Restate the entries below word for word, omitting nothing.

== Supplied data ==
____________________
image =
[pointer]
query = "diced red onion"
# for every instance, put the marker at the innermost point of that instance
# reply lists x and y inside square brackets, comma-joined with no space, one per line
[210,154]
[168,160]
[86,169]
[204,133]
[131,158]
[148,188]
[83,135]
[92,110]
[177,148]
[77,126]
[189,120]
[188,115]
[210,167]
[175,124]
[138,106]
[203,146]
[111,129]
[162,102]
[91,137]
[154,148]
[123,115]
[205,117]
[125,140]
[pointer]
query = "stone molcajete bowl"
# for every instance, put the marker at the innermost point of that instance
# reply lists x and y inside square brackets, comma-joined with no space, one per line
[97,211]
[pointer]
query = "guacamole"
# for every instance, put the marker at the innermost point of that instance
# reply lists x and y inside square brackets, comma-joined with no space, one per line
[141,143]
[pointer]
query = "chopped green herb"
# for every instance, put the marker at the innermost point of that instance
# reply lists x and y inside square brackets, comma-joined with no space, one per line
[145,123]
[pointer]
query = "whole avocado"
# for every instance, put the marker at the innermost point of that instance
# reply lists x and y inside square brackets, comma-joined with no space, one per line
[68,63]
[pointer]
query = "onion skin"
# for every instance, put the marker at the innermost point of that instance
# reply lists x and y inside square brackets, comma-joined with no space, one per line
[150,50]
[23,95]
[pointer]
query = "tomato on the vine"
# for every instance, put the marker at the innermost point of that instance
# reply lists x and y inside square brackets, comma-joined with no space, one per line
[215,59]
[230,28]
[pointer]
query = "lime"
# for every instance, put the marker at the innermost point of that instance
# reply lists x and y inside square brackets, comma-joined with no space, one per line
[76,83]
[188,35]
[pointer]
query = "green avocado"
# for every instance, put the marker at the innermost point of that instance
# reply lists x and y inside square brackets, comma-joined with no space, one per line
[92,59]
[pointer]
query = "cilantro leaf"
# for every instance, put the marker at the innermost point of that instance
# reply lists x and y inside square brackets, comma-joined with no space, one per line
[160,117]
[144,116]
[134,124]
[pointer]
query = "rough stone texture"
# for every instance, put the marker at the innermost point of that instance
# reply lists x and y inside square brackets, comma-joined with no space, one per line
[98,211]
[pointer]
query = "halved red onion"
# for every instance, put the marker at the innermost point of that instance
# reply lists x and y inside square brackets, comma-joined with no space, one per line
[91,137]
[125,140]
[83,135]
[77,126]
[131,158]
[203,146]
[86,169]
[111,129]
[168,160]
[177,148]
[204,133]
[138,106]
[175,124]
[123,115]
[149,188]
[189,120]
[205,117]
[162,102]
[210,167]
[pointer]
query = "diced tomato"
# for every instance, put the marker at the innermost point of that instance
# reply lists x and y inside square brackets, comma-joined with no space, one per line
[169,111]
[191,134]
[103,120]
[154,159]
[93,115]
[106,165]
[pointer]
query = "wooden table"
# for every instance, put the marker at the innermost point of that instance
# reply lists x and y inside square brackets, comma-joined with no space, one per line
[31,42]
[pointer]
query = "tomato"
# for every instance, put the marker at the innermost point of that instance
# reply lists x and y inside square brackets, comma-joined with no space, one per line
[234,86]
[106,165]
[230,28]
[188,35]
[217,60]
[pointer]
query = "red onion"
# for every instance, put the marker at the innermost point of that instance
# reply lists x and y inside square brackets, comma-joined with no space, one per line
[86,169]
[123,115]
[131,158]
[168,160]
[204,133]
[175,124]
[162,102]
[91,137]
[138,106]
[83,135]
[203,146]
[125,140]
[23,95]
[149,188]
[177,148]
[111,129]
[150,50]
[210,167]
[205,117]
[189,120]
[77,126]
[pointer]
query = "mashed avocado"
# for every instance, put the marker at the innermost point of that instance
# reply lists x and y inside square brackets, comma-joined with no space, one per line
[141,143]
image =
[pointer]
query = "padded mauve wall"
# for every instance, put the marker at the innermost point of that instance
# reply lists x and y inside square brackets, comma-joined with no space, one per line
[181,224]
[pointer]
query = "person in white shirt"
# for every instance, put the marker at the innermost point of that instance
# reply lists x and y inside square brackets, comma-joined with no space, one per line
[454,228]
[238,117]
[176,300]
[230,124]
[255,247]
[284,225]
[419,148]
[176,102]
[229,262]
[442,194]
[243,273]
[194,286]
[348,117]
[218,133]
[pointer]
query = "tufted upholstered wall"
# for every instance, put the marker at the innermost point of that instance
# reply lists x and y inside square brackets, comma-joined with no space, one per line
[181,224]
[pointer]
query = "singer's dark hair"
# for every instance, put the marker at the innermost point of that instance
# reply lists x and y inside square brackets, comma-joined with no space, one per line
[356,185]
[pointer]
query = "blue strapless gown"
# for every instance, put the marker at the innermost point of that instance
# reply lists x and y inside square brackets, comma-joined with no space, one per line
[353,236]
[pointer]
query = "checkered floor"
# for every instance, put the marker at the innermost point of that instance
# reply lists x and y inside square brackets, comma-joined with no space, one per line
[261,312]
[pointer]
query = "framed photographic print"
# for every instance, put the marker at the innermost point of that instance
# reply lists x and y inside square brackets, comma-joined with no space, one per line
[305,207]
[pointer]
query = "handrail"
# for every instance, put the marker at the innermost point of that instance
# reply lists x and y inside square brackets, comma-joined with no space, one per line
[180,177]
____________________
== Solution ==
image =
[pointer]
query = "diced red onion"
# for every instance, put the marker at the innermost point of that instance
# reply lists x and y inside square brackets, comma-joined with no space, one per line
[210,154]
[168,160]
[86,169]
[204,133]
[131,158]
[148,188]
[83,135]
[92,110]
[177,148]
[77,126]
[189,120]
[188,115]
[210,167]
[175,124]
[138,106]
[203,146]
[111,129]
[162,102]
[91,137]
[154,148]
[123,115]
[205,117]
[125,140]
[pointer]
query = "stone molcajete bowl"
# for every instance, put the marker at the innermost point of that instance
# reply lists x and y inside square brackets, comma-joined with no space, one per line
[97,211]
[pointer]
query = "guacamole"
# for every instance, put the marker at the innermost point of that instance
# reply lists x and y inside square brackets, comma-joined with no space, one per line
[141,143]
[pointer]
query = "chopped green herb"
# for every instance, put the marker at the innermost point of that instance
# reply lists x and y inside square brackets, comma-joined with no space, one per line
[145,123]
[pointer]
query = "whole avocado"
# for every instance, put the marker at the innermost point of that instance
# reply lists x and y inside square brackets, comma-joined with no space, one per line
[68,63]
[pointer]
query = "onion skin"
# for every instance, put the marker at the innermost point of that instance
# reply lists x and y inside square brackets, comma-joined with no space, one per line
[150,50]
[23,95]
[pointer]
query = "tomato on the vine"
# for every instance, put the marker at the innermost point of that instance
# reply lists x and y inside square brackets, comma-joined with no space, one per line
[215,59]
[230,28]
[pointer]
query = "lime"
# for every instance, put the marker at the innermost point of that instance
# reply lists x and y inside square brackets, comma-joined with no space, one per line
[76,83]
[188,35]
[pointer]
query = "green avocado"
# for every instance, put the marker at the innermost point of that instance
# reply lists x and y inside square brackets, comma-joined with no space, one per line
[92,59]
[pointer]
query = "cilantro leaf"
# for every instance, put the marker at the innermost point of that instance
# reply lists x and y inside square brackets, comma-joined with no space, one per line
[160,117]
[144,116]
[134,124]
[pointer]
query = "rough stone texture"
# for every instance, put the marker at the innermost point of that instance
# reply lists x and y inside square brackets, comma-joined with no space, one per line
[98,211]
[pointer]
query = "halved red onion"
# for every instance, put the marker at the innermost point of that instance
# reply lists x and y inside square brackets, comma-joined with no space, one per line
[91,137]
[125,140]
[83,135]
[77,126]
[131,158]
[203,146]
[86,169]
[111,129]
[168,160]
[177,148]
[204,133]
[138,106]
[175,124]
[123,115]
[149,188]
[189,120]
[205,117]
[162,102]
[210,167]
[pointer]
query = "diced tomato"
# for every instance, put the marker at the innermost point of that instance
# reply lists x and y inside square brackets, comma-joined with no space, one per line
[169,111]
[191,134]
[103,120]
[154,159]
[93,115]
[106,165]
[pointer]
query = "wooden table"
# for every instance, put the marker at the innermost point of that instance
# reply lists x and y inside square brackets, comma-joined with no space, one per line
[31,42]
[pointer]
query = "tomato"
# for every instance, put the marker at the innermost point of that instance
# reply lists x and y inside square brackets, comma-joined with no space, one per line
[234,86]
[106,165]
[230,28]
[188,35]
[217,60]
[pointer]
query = "red onion"
# for every instance, put the marker at the innermost point of that instance
# reply lists x and y inside square brackets, comma-joined with no space, one per line
[86,169]
[123,115]
[131,158]
[168,160]
[204,133]
[175,124]
[162,102]
[91,137]
[138,106]
[83,135]
[203,146]
[125,140]
[23,95]
[149,188]
[177,148]
[111,129]
[150,50]
[210,167]
[205,117]
[189,120]
[77,126]
[pointer]
query = "mashed avocado"
# for every instance, put the marker at the innermost point of that instance
# reply lists x and y inside square brackets, comma-joined with no space, one per line
[141,143]
image =
[pointer]
query = "padded mauve wall"
# for every instance, put the marker at the innermost point of that instance
# reply lists x and y inside square brackets, comma-joined with no space, one per line
[181,224]
[pointer]
query = "person in white shirt"
# for every instance, put the marker at the innermost point of that instance
# reply lists x and y inside square brackets, comma-joined with no space, one per line
[454,228]
[238,117]
[176,300]
[230,124]
[255,247]
[284,225]
[419,148]
[176,102]
[229,262]
[442,194]
[243,273]
[194,286]
[348,117]
[218,133]
[pointer]
query = "tufted upholstered wall"
# for every instance, put the marker at the innermost point of that instance
# reply lists x and y inside square brackets, comma-joined with no space, one per line
[181,224]
[pointer]
query = "singer's dark hair"
# for every instance, put the marker at the innermost point of that instance
# reply lists x and y inside square brackets, comma-joined with no space, one per line
[356,185]
[pointer]
query = "blue strapless gown"
# for every instance, put the marker at the innermost point of that instance
# reply lists x and y inside square brackets, comma-joined with no space, one per line
[353,236]
[pointer]
query = "checkered floor"
# for every instance, put the marker at the innermost point of that instance
# reply lists x and y inside square brackets, comma-joined with no space, one per line
[261,312]
[pointer]
query = "framed photographic print"
# for every instance, put the marker at the innermost point of that instance
# reply lists x and y inside square brackets, comma-joined with no space, one per line
[305,207]
[pointer]
query = "handrail"
# for every instance, put the marker at the innermost point of that instance
# reply lists x and y inside square brackets, comma-joined with no space, one per line
[180,177]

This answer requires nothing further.